*REQUIREMENT:*
How many lines in the records below contain the string "most", with case counting? Give only the number.

*AVAILABLE RECORDS:*
=======
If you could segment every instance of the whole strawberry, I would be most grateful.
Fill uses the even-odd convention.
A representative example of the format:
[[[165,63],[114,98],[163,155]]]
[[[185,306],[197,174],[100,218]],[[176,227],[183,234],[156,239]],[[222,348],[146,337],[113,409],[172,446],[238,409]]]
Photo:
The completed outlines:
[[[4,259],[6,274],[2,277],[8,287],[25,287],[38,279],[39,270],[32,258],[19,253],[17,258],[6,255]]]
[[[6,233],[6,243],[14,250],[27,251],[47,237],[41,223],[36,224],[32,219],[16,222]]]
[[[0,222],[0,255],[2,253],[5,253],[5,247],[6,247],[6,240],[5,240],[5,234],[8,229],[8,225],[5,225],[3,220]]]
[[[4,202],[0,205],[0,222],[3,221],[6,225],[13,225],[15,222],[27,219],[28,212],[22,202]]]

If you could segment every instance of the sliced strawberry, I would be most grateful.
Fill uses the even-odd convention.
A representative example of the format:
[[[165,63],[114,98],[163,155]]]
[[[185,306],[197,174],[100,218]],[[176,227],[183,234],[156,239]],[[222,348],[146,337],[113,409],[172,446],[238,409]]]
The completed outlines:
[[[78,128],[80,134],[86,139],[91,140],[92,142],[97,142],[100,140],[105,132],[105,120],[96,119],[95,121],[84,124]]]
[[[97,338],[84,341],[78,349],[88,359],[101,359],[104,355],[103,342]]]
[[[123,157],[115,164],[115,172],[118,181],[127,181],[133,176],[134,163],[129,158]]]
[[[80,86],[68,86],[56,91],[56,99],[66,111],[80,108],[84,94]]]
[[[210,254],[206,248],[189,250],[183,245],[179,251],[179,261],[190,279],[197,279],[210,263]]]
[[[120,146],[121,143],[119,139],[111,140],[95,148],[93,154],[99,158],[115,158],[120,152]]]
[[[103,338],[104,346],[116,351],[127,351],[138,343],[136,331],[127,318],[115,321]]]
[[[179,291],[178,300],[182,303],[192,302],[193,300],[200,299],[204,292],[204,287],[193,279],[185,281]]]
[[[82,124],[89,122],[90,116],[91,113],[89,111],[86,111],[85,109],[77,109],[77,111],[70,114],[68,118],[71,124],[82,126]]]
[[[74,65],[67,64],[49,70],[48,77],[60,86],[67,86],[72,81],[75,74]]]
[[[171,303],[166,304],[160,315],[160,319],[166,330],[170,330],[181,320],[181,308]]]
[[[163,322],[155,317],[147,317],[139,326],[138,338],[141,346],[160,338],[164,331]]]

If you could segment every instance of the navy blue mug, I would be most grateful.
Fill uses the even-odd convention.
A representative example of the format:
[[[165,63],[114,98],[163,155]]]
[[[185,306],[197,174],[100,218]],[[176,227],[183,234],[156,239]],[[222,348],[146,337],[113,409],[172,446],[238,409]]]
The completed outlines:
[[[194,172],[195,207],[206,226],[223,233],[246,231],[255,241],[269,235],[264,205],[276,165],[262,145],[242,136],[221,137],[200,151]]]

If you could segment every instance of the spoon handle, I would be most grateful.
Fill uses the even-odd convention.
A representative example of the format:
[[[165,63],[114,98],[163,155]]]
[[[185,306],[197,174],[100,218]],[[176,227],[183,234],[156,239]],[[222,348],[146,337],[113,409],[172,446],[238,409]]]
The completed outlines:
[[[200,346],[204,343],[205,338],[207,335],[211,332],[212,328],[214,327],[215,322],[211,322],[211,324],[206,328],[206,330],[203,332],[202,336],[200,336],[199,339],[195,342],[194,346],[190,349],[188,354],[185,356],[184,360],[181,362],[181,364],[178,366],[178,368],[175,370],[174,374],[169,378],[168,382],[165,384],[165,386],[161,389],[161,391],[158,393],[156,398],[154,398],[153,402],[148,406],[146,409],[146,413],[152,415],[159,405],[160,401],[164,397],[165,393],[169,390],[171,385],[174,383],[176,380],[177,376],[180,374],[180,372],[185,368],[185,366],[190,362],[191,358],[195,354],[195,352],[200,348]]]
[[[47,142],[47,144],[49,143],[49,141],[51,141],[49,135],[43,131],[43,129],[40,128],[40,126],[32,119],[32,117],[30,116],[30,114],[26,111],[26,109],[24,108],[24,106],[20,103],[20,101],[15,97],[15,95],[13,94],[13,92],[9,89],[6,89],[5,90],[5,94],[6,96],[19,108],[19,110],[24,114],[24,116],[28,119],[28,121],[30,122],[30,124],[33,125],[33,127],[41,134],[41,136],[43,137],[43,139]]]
=======
*EXERCISE ANSWER:*
4